Source records START

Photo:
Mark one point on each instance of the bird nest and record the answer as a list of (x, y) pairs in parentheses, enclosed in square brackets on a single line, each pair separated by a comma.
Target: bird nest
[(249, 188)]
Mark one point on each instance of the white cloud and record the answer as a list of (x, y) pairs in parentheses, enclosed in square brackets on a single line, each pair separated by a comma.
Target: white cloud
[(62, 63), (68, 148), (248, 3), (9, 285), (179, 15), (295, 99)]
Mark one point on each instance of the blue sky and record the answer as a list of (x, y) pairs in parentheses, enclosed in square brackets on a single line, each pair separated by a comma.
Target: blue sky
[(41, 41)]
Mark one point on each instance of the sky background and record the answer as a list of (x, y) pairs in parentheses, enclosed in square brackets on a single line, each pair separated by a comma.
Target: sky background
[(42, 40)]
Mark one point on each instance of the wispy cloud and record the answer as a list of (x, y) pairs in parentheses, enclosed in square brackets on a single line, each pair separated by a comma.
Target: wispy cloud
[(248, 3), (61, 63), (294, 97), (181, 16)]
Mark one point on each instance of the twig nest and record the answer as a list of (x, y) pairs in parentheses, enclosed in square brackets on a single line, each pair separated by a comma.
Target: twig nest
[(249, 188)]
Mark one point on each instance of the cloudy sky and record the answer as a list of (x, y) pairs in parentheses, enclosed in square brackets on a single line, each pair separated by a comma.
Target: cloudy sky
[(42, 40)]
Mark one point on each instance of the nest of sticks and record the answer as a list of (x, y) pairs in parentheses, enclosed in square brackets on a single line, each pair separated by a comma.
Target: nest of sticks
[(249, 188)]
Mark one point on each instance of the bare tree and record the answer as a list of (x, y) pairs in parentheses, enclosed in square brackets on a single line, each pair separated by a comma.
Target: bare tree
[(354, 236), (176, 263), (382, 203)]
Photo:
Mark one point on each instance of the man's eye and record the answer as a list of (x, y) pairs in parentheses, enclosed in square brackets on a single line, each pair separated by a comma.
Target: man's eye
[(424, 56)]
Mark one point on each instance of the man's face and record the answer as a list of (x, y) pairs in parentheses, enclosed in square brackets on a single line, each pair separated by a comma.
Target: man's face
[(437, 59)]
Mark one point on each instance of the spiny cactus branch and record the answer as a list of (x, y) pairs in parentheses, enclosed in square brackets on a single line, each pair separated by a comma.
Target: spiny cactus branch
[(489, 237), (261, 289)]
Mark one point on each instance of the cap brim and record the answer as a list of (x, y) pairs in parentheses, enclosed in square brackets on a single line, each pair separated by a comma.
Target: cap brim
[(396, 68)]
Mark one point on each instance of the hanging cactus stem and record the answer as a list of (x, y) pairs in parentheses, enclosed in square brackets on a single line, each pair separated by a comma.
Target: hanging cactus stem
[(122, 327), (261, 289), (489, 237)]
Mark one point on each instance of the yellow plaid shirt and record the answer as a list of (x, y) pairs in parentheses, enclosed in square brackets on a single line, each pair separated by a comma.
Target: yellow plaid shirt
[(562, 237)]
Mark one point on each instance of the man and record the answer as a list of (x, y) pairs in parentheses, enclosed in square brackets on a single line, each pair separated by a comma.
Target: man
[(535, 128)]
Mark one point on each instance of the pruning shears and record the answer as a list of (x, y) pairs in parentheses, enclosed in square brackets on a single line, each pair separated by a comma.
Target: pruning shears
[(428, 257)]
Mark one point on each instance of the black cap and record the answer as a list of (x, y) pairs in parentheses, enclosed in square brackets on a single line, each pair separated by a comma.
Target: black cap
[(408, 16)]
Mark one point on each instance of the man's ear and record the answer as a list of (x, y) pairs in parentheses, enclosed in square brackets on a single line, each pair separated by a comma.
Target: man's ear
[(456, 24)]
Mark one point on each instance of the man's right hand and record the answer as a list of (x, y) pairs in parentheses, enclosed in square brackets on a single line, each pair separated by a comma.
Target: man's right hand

Source records END

**Assigned task**
Copy, from the data above, every line where the word "hand" appears.

**Solution to this exercise**
Mark one point on each instance of the man's right hand and record the answer as a list of (x, y) pairs in parentheses, enclosed in square brackets on a single line, each pair separated by a comma.
Target: man's right hand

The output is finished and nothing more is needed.